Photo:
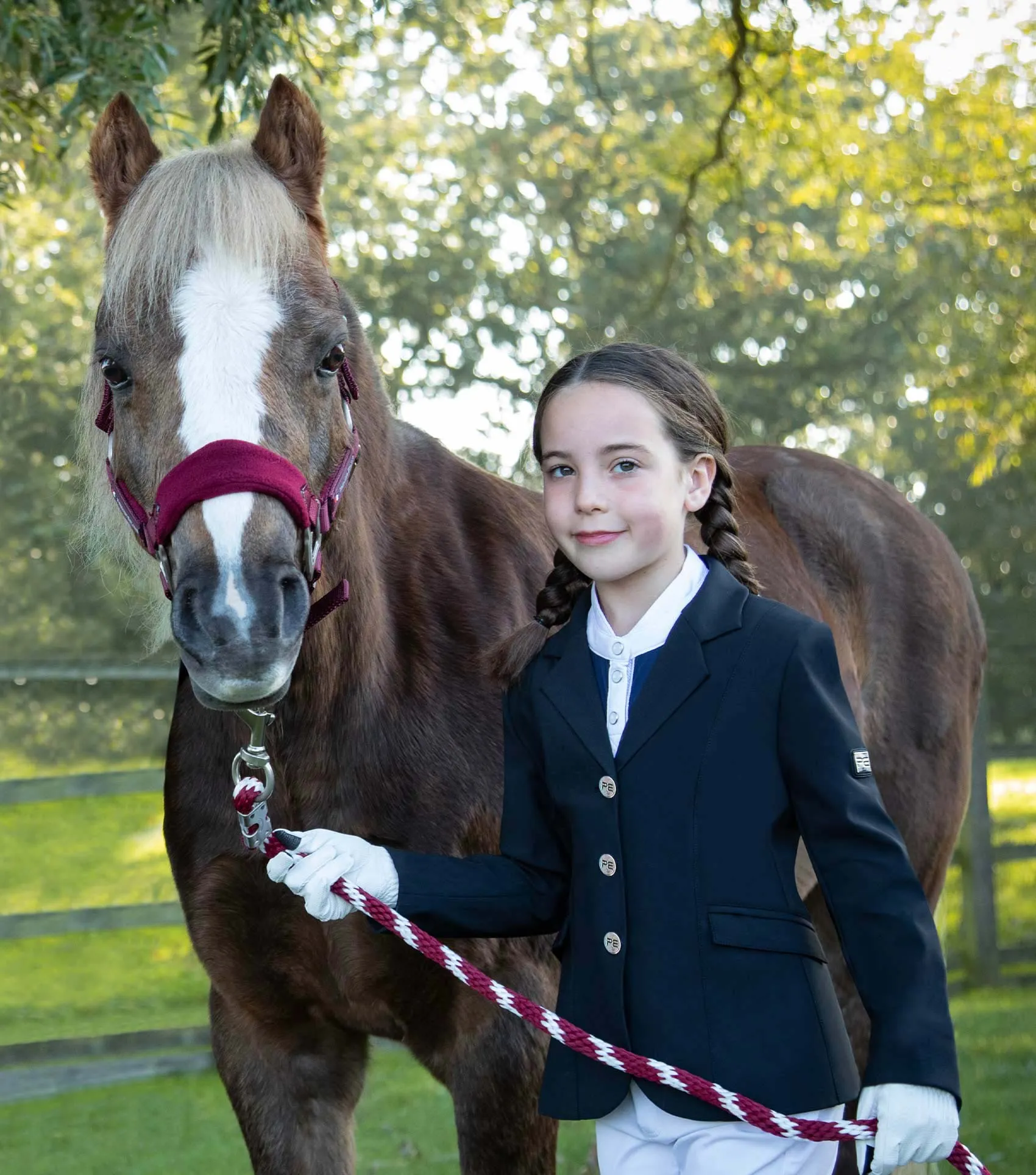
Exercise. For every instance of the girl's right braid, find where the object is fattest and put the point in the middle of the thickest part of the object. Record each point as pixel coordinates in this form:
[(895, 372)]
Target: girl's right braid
[(558, 596), (719, 528)]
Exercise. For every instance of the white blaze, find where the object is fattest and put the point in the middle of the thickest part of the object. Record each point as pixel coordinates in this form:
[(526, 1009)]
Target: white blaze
[(226, 314)]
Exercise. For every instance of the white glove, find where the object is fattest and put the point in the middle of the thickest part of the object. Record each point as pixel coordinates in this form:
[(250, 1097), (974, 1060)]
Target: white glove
[(321, 857), (915, 1125)]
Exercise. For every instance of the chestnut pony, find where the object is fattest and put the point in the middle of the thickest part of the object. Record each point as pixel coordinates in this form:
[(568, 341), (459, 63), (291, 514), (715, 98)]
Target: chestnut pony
[(220, 320)]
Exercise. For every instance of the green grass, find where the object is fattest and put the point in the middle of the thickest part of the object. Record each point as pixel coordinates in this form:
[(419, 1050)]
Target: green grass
[(97, 851), (87, 985), (1013, 805), (996, 1044), (108, 850), (181, 1126)]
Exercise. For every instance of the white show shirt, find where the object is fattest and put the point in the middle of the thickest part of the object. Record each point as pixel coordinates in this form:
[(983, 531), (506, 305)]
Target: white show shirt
[(648, 633)]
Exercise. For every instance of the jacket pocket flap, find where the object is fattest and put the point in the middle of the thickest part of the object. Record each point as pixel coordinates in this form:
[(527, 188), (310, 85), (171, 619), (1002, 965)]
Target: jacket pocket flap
[(762, 931)]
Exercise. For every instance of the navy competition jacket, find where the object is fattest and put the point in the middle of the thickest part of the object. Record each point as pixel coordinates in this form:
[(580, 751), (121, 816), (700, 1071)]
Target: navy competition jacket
[(667, 871)]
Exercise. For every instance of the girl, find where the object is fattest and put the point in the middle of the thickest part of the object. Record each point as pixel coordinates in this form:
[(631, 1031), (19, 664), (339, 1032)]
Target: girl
[(669, 734)]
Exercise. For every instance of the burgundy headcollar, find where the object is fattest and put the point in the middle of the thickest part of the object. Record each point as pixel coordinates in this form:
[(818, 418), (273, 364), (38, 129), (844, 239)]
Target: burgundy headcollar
[(234, 467)]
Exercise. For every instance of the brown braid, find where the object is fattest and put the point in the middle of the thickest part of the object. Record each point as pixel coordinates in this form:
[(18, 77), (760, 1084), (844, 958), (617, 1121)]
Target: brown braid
[(696, 422), (719, 528), (553, 606)]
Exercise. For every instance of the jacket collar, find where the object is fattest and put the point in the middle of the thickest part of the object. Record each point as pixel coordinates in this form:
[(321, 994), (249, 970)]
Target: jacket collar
[(680, 668)]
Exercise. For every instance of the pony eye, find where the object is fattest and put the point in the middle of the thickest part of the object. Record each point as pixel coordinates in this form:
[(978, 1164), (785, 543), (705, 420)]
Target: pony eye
[(333, 360), (114, 373)]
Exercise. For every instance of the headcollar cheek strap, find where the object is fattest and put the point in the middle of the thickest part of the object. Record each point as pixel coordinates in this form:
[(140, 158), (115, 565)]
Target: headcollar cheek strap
[(240, 467), (230, 467)]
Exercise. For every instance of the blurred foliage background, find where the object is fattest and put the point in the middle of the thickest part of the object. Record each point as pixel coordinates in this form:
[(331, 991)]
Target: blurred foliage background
[(776, 190)]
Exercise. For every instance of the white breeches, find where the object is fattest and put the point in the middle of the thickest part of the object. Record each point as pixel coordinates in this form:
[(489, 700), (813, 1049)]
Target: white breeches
[(639, 1139)]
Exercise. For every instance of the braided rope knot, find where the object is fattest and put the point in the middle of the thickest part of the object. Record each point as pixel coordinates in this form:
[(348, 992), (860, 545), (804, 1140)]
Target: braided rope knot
[(597, 1049)]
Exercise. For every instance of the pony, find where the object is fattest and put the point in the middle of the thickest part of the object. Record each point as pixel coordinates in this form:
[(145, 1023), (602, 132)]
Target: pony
[(220, 320)]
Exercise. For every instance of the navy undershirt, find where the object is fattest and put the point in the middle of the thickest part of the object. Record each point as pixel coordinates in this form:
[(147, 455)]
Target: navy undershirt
[(642, 667)]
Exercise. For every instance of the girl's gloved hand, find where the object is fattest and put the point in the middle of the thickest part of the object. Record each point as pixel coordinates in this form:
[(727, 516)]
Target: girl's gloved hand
[(330, 856), (915, 1125)]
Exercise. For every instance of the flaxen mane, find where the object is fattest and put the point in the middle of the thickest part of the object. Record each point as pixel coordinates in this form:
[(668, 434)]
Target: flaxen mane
[(222, 196)]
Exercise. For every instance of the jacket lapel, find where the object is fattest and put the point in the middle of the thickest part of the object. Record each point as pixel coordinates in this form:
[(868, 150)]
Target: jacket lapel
[(681, 667), (677, 673), (572, 686)]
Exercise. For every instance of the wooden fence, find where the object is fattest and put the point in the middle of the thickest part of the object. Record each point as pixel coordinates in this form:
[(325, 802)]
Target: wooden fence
[(31, 1070), (977, 856)]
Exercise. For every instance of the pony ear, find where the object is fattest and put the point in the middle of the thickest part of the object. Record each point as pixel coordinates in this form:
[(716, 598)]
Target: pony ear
[(291, 141), (121, 153)]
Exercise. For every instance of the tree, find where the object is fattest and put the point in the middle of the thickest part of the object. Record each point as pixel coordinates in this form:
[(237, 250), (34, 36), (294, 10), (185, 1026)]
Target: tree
[(813, 225)]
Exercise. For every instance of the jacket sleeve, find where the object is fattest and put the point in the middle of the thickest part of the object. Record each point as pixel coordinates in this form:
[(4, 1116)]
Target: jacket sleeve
[(879, 909), (522, 891)]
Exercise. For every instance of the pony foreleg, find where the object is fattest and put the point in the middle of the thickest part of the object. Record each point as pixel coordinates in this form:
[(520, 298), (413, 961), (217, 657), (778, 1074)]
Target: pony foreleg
[(293, 1087), (495, 1084)]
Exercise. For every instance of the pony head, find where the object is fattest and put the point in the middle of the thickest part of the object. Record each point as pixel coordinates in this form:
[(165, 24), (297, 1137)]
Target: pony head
[(218, 321)]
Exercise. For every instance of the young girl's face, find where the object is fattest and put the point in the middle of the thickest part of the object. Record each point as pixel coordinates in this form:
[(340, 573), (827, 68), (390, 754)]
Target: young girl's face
[(616, 491)]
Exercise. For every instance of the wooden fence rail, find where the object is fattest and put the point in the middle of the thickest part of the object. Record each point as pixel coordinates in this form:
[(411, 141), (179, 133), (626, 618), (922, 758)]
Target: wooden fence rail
[(29, 1071)]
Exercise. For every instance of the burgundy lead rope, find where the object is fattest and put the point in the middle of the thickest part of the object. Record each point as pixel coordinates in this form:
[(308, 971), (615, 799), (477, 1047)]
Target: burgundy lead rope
[(246, 797)]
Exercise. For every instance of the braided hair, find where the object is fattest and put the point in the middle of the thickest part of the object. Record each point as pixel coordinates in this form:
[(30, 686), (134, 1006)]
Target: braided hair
[(695, 421)]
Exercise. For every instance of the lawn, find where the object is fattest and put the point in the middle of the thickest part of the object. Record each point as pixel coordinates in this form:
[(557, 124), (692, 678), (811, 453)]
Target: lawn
[(179, 1126), (102, 851)]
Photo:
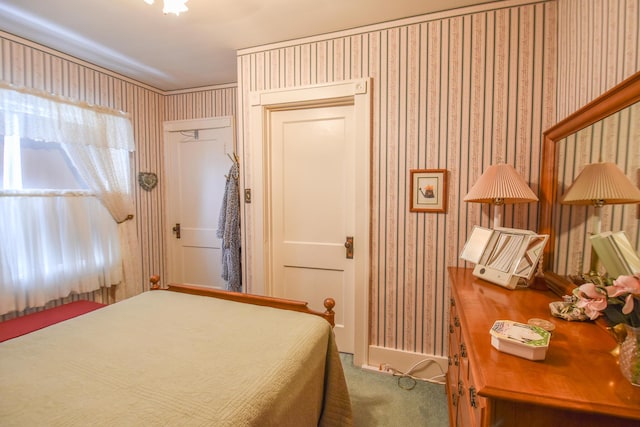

....

#### WHAT YOU HAVE TO DO:
Return the listing word for word, starting at the line that contains "Exercise. For every instance of the pony head, find" and ending at the end of the listing, but leave out the pictures.

#### OUTPUT FOR THIS EXERCISE:
Exercise. For every instance of the pony head, find where the object is fattest and put the point in the middle of the thickest part of the object. Record each point as pixel coordinates in this form:
[(165, 24), (297, 1137)]
Target: pony head
[(218, 321)]
Exercise. For every instance of the young girl's face, find where the object is fattest and put the point in the middle of the thickest part of the object. Record each point as pixel coordinates in this form:
[(340, 573), (827, 68), (390, 754)]
Target: young girl's face
[(616, 491)]
Exercise. For every instance of the wooden fence rail, find where the object is fattest and put the point in the middle of the thickest part of the object. Record each point as pixel coordinates in this form:
[(411, 141), (179, 133), (626, 618), (922, 758)]
Target: wooden fence rail
[(29, 1071)]
Exercise. For every instance of the burgundy lead rope, find where the object is fattest and put the point in the middle of the thickest part of the object. Record each point as pixel coordinates in this form:
[(308, 971), (615, 799), (477, 1047)]
Target: burgundy lead rope
[(246, 797)]
Exercise. For every instance of the braided hair, find where the object is fattest and put the point in the middle of the thickest part of the object. Record each point as pixel coordinates in this form:
[(30, 686), (134, 1006)]
Target: braided hair
[(695, 421)]
Exercise. For every instance of the lawn, find where the object is fattest and put the point in the middle of the thickest part of the object. Record each point as pixel coordinates in this form:
[(557, 124), (692, 678), (811, 453)]
Target: lawn
[(179, 1126), (102, 851)]
Photo:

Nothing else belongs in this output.